[TEXT SECTION Boundary: Start]
In `@examples/keda-swp-scaling/README.md`:
- Around line 171-175: The Stackdriver IAM example in the README uses a
hardcoded PROJECT_ID inside the principal URI, so update the command in the KEDA
IAM binding example to interpolate the actual $PROJECT_ID consistently. Make the
principal string in the gcloud projects add-iam-policy-binding example match the
same project variable used elsewhere in the snippet so the workload identity
principal resolves correctly for the KEDA operator.

In `@examples/keda-swp-scaling/scaledobject-stackdriver.yaml`:
- Around line 59-60: The Stackdriver ScaledObject’s target setting is
inconsistent with the Prometheus variant, so update the `targetValue` in
`scaledobject-stackdriver.yaml` to match the same claims/sec per replica
threshold used by the Prometheus example. Keep the `ScaledObject` configuration
aligned with the HPA/Prometheus semantics and adjust the nearby comment so it no
longer claims a different value “matches the HPA example.”
[TEXT SECTION Boundary: End]
WORK ORDER A:
Do these statements agree with the KEDA review notes above? Answer yes or no for each, and quote the words from the notes that decide it.
(i) The README's IAM binding command has a hardcoded PROJECT_ID in the principal URI.
(ii) The notes ask for the Prometheus example's targetValue to be changed to match the Stackdriver one.
(iii) The comment near the Stackdriver target setting should keep saying the value "matches the HPA example."
WORK ORDER B: Extend the KEDA review notes above with one more note written in the same format.
[DATASET CONTENT Boundary: Start]
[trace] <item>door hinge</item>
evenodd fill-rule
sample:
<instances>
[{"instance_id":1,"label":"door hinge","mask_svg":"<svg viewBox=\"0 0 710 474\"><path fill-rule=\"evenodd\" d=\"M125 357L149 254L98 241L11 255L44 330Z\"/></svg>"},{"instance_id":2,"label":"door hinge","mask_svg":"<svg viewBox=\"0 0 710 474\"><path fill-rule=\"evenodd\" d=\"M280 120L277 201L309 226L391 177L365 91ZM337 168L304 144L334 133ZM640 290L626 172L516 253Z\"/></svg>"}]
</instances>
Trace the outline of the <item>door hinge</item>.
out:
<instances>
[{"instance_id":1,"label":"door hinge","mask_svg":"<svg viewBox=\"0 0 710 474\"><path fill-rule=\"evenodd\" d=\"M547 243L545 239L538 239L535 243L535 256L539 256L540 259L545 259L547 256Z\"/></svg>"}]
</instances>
[DATASET CONTENT Boundary: End]
WRITTEN REPLY A:
(i) Yes: "uses a hardcoded PROJECT_ID inside the principal URI"
(ii) No: "update the `targetValue` in `scaledobject-stackdriver.yaml` to match the same claims/sec per replica threshold used by the Prometheus example"
(iii) No: "adjust the nearby comment so it no longer claims a different value “matches the HPA example.”"

WRITTEN REPLY B:
- Line 47: The Stackdriver scaledobject manifest currently hardcodes a specific
GCP project ID, so replace the projectId value in the scaledobject-stackdriver
YAML with a placeholder such as PROJECT_ID or YOUR_PROJECT_ID and make sure any
related example references use the same placeholder. Keep the manifest generic
by updating the field in the Stackdriver configuration block, and add a brief
note in the README explaining that users must substitute their own project ID
before applying the example.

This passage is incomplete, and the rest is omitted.